Western Digital Corporation (Nasdaq: WDC) (“Western Digital”)
today announced that it has priced its offering of $1.4 billion
aggregate principal amount of convertible senior notes due 2028
(the “notes”), reflecting an increase of $100 million over the
previously announced offering size. Western Digital granted the
initial purchasers an option to purchase, during the 13-day period
beginning on, and including, the first date on which the notes are
issued, up to an additional $200 million principal amount of notes.
The sale of the notes is expected to be completed on November 3,
2023, subject to customary closing conditions.
The notes will be senior unsecured obligations of Western
Digital and will be guaranteed, jointly and severally, on a senior
unsecured basis by each of Western Digital’s wholly-owned
subsidiaries from time to time guaranteeing Western Digital’s 4.75%
senior unsecured notes due 2026 (the “2026 Notes”) (initially,
Western Digital Technologies, Inc.) or that is a guarantor or
obligor with respect to certain refinancing indebtedness with
respect to the 2026 Notes. The notes will bear interest at a rate
of 3.00% per annum, payable semi-annually in arrears on May 15 and
November 15 of each year, beginning on May 15, 2024. The notes will
mature on November 15, 2028, unless earlier repurchased, redeemed
or converted in accordance with their terms.
The notes will have an initial conversion rate of 19.1589 shares
of Western Digital’s common stock per $1,000 principal amount of
the notes (equivalent to an initial conversion price of
approximately $52.20 per share of Western Digital’s common stock).
The initial conversion price represents a premium of approximately
30% to the $40.15 per share closing price of Western Digital’s
common stock on October 31, 2023. Prior to the close of business on
the business day immediately preceding August 15, 2028, the notes
will be convertible at the option of the holders only upon the
occurrence of certain events and during certain periods.
Thereafter, the notes will be convertible at the option of the
holders at any time until the close of business on the second
scheduled trading day immediately preceding the maturity date. Upon
any conversion of the notes, Western Digital will pay cash up to
the aggregate principal amount of the notes to be converted and pay
or deliver, as the case may be, cash, shares of Western Digital’s
common stock or a combination of cash and shares of Western
Digital’s common stock, at Western Digital's election, in respect
of the remainder, if any, of its conversion obligation in excess of
the aggregate principal amount of the notes being converted.

*RECORD EXCERPTS*
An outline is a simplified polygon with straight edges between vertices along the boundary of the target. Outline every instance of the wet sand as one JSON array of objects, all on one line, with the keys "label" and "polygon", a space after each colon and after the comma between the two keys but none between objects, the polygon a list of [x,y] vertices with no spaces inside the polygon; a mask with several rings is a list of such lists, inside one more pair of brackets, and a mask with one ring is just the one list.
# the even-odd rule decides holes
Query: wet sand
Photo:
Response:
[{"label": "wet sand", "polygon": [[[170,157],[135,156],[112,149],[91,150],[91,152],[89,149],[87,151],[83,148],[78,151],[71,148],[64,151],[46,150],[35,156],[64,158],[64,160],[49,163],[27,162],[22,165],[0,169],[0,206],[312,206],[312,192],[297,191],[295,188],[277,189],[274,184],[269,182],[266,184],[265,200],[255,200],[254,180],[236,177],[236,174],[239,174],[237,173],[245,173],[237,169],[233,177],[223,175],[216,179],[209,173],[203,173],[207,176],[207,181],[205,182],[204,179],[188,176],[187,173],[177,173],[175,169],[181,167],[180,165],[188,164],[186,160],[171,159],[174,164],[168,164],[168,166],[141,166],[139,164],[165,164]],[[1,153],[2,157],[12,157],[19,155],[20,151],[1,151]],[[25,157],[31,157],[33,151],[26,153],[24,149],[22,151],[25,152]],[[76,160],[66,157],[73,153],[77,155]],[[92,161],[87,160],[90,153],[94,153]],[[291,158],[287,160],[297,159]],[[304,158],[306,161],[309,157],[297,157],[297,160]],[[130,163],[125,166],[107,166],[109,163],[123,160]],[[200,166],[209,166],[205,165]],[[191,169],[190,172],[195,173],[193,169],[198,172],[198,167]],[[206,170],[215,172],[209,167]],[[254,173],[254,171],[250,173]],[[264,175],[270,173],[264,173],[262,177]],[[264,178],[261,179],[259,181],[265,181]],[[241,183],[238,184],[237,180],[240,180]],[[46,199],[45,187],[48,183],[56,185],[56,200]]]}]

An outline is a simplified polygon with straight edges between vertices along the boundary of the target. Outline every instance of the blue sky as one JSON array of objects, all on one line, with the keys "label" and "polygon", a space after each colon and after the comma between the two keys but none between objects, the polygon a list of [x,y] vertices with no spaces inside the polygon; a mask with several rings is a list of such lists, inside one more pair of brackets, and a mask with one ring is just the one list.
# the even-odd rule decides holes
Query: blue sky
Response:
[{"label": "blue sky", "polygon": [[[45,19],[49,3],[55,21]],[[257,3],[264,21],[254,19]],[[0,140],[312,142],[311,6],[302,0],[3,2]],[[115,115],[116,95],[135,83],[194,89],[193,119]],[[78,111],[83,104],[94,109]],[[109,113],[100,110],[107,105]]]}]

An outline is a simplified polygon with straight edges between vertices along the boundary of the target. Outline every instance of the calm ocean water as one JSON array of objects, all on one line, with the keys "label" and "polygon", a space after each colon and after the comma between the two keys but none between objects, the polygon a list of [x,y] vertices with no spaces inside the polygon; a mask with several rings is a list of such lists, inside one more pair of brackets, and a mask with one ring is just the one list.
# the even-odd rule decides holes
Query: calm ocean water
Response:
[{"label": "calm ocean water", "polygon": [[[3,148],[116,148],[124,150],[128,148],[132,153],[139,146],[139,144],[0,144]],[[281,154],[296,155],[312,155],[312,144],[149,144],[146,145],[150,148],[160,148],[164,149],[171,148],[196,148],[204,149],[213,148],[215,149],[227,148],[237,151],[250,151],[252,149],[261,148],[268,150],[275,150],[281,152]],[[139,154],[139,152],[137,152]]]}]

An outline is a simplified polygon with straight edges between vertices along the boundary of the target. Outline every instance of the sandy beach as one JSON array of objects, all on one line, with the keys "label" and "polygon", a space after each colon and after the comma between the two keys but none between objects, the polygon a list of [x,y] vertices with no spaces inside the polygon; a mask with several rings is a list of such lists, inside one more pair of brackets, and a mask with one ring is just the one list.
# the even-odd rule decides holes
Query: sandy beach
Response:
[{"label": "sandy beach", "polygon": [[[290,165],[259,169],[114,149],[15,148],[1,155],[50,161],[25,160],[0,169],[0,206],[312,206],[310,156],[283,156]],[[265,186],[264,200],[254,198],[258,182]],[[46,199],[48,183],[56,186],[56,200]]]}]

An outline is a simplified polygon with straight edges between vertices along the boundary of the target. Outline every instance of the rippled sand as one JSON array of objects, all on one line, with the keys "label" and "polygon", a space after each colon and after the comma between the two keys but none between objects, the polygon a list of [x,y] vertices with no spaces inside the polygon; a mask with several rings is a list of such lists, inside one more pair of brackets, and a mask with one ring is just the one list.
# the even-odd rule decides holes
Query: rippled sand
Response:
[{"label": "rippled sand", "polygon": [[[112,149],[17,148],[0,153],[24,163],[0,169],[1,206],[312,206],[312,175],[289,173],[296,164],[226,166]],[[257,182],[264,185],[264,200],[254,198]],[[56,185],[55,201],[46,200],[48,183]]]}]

*WRITTEN INSTRUCTION*
Please state the annual interest rate the notes in the Western Digital announcement will bear. The entries have nothing to do with the Western Digital notes announcement.

*SOLUTION TO THIS TASK*
3.00% per annum.